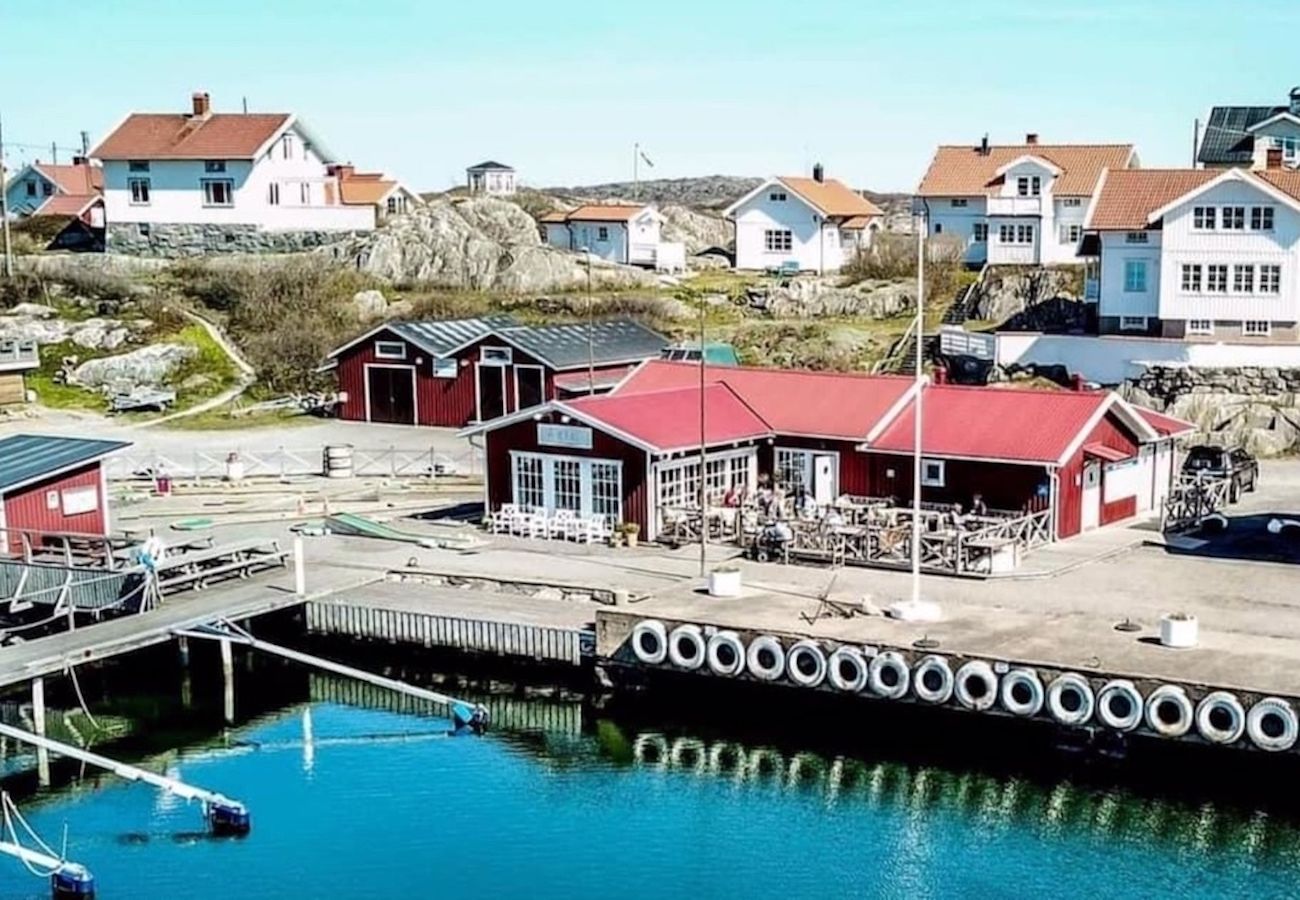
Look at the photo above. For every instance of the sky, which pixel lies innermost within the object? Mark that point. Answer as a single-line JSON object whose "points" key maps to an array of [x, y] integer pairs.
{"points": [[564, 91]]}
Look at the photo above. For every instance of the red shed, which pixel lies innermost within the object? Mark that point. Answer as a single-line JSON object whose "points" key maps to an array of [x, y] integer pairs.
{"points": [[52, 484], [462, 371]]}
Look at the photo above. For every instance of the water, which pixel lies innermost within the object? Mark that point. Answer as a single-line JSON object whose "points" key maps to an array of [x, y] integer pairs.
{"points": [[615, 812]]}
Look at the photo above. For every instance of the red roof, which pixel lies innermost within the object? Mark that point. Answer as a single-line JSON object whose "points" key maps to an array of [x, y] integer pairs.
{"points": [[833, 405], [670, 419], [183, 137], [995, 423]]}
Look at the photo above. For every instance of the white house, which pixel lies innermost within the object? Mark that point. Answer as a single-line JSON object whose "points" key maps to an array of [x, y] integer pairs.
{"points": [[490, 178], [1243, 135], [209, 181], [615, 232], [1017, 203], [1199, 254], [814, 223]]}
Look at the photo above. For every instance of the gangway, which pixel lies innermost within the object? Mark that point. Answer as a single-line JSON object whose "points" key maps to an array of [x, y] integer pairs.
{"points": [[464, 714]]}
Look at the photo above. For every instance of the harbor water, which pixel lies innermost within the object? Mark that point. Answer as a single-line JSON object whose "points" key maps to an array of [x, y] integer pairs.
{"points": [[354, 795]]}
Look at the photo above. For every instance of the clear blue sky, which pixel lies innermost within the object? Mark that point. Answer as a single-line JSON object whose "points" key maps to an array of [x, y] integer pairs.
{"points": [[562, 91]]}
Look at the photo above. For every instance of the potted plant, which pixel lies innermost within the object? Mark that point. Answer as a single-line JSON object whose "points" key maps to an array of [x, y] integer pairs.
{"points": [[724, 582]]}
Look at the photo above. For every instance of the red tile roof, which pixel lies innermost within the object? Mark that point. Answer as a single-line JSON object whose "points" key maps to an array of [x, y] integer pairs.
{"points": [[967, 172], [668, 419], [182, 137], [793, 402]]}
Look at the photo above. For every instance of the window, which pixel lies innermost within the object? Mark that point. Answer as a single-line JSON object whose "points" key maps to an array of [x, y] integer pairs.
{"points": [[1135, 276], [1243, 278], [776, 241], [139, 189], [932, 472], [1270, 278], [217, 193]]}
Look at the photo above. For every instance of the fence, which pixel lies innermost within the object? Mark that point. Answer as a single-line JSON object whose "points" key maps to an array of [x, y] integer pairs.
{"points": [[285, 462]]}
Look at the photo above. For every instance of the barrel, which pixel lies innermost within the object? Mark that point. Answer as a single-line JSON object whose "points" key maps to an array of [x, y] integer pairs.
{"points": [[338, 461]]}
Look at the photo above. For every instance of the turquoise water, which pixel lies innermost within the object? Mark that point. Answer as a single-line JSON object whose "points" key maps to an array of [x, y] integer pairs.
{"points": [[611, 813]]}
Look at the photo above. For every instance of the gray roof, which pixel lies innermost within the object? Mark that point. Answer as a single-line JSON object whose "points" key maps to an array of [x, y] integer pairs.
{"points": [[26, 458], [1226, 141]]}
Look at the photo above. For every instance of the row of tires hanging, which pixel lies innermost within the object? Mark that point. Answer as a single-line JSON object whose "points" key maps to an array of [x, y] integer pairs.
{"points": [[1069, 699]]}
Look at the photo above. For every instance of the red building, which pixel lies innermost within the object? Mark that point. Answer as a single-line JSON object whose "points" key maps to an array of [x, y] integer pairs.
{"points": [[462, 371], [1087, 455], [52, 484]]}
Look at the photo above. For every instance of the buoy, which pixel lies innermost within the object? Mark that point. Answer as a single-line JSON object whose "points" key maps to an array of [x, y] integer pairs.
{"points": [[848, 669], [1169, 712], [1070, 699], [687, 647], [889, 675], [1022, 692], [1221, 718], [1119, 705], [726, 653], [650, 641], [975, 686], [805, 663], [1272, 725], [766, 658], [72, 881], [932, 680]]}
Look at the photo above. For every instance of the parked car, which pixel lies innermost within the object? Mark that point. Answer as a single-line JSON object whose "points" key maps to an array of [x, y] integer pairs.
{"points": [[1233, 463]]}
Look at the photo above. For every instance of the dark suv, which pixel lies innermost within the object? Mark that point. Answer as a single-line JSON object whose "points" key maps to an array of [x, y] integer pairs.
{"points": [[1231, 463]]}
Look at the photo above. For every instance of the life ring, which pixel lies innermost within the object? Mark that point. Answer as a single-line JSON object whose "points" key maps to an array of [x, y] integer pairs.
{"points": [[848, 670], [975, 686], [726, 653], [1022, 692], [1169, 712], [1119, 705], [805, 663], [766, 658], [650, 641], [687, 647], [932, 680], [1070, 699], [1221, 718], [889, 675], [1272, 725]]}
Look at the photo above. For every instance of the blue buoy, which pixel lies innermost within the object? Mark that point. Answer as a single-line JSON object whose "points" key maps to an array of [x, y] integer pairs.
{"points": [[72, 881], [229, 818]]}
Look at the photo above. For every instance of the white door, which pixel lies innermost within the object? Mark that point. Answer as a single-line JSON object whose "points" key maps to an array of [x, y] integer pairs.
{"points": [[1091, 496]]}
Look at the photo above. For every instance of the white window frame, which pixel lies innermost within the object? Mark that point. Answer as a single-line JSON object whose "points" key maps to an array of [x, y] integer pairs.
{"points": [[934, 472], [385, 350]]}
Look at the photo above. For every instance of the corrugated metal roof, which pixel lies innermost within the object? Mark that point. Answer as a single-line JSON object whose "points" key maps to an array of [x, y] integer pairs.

■ ■ ■ ■

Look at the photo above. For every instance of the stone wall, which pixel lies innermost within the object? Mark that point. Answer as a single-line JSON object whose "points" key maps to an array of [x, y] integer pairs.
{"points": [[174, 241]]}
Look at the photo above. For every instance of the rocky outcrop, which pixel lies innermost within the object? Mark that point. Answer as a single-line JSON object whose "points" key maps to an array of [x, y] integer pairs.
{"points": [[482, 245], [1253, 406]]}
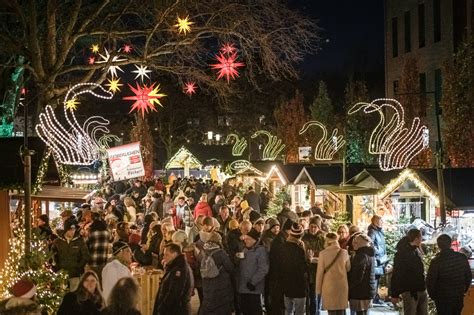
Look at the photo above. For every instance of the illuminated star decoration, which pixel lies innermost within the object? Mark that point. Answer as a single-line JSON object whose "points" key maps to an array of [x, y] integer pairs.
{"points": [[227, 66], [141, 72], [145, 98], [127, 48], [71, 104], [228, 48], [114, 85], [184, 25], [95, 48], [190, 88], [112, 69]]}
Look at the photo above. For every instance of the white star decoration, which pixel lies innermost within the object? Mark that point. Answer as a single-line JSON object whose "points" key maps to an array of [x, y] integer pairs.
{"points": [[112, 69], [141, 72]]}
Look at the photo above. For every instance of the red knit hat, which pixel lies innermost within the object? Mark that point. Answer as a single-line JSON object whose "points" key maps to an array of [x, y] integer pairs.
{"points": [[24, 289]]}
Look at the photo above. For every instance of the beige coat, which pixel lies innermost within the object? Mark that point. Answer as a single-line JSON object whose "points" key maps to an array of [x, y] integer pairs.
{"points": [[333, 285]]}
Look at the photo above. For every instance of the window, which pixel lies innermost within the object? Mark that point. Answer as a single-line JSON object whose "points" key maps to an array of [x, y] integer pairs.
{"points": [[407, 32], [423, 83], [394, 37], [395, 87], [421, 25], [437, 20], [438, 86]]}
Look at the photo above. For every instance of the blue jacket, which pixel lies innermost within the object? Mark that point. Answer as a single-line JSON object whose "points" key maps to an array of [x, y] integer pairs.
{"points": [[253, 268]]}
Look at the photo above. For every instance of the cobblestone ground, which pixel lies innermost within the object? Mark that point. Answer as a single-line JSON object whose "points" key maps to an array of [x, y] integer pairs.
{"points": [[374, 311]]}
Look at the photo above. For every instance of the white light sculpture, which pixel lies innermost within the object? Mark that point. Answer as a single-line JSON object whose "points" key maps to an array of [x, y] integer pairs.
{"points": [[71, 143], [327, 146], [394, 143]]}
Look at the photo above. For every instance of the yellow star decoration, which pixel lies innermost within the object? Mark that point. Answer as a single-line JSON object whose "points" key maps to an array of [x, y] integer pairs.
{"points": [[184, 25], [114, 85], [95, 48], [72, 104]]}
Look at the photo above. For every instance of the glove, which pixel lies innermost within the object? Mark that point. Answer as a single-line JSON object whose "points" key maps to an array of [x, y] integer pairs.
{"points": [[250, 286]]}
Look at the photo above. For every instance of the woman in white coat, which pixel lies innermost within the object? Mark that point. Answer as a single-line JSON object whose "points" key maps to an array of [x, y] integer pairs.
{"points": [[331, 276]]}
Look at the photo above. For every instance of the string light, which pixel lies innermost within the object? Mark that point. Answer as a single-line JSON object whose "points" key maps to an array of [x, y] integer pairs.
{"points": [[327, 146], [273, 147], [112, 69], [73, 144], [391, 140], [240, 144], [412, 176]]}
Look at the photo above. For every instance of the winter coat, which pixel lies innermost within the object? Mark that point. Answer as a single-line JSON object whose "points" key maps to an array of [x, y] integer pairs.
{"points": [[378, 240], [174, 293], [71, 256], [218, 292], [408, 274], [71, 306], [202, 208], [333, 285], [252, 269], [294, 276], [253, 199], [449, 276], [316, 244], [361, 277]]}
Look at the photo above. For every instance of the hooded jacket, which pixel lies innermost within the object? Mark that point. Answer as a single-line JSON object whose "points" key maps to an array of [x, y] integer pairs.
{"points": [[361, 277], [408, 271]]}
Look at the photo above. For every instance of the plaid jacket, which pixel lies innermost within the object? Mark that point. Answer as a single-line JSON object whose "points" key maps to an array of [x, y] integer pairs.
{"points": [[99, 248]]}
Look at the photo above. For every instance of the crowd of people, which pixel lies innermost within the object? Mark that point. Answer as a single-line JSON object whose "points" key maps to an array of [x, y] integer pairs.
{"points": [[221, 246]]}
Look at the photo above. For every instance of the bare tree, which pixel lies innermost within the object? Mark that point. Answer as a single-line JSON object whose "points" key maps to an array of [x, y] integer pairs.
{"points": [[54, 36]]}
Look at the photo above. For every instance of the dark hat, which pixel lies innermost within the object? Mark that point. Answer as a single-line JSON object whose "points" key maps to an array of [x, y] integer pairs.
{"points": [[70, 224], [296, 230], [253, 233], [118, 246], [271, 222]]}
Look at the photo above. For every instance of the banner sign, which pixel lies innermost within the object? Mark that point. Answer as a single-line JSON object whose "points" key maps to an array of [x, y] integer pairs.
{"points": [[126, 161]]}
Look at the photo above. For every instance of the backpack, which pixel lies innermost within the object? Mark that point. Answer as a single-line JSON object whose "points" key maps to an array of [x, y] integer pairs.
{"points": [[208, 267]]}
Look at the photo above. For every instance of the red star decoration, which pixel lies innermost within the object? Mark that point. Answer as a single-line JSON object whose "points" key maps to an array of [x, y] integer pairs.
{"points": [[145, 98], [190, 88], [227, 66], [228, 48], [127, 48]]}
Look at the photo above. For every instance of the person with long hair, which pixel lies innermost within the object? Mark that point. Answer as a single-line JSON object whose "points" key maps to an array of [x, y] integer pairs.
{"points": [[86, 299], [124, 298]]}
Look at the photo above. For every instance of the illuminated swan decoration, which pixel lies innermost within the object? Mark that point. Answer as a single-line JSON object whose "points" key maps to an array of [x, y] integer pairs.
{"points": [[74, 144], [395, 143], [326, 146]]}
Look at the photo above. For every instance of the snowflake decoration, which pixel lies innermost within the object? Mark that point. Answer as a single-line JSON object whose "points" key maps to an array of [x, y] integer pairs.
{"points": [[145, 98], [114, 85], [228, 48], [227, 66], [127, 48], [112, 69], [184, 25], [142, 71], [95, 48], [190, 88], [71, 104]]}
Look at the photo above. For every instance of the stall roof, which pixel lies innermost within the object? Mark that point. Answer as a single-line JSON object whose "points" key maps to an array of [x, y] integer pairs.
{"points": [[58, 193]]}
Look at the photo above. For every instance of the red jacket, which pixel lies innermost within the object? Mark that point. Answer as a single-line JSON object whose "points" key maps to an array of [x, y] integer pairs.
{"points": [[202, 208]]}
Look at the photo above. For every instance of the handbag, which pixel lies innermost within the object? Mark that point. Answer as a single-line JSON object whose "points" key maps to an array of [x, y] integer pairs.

■ ■ ■ ■

Rescale the data from the line containing "Look at the photo above. For every instance of the life" through the line containing "Look at the photo above. For every instance of the corrugated", giving back only those lines and writing each one again, requests included. Multiply every x and y coordinate in the answers by 2.5 and round it to a whole number, with halves rounded up.

● Task response
Look at the photo above. For every instance of the life ring, which pixel lies innermost within the object? Mark that point. Answer as a single-line JSON object whose "points" key maps to an array of [x, y] integer pairs.
{"points": [[2120, 1675], [2438, 1715], [1815, 1633], [2555, 1730], [2923, 1780], [2798, 1763], [2013, 1658], [1915, 1645], [1625, 1603], [1718, 1618], [2330, 1700], [2675, 1748], [3053, 1795], [2223, 1688], [3180, 1813]]}
Look at the photo above. For every instance of the blue buoy, which pixel lies innermost within the object? Mark that point. Answer as a single-line JSON object whose "points" key maps to an array of [x, y] integer pairs.
{"points": [[180, 2203], [573, 2045]]}
Look at the photo above. For every instance of the white door, which pixel lies innermost within the object? Mark that point. Answer as a single-line JSON object whose "points" key maps to an array of [x, y] integer pairs.
{"points": [[2728, 1240]]}
Look at the photo above. For every instance of the white window frame, which pixel lies innermost within the object? Mark that point. Answer as a single-line JSON object whose "points" key maps to an array of [x, y] integer pairs.
{"points": [[2335, 1180], [963, 875]]}
Look at the photo above. For every instance of the corrugated metal roof, which pixel lies innermost within the object? Mark that point. Answer as a single-line JSON object whose "points" key maps to an array of [x, y] integer pairs.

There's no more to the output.